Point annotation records
--- start ---

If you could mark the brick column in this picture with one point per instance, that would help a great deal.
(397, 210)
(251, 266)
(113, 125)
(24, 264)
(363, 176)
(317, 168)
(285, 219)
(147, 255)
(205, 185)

--- end ---

-- WORK TO DO --
Exact copies of all the records are required.

-- FINISHED EXERCISE --
If you could mark the brick column in this picture with one point per instance, that would help a great deal.
(397, 210)
(251, 266)
(113, 125)
(24, 264)
(363, 176)
(317, 168)
(285, 219)
(147, 255)
(205, 185)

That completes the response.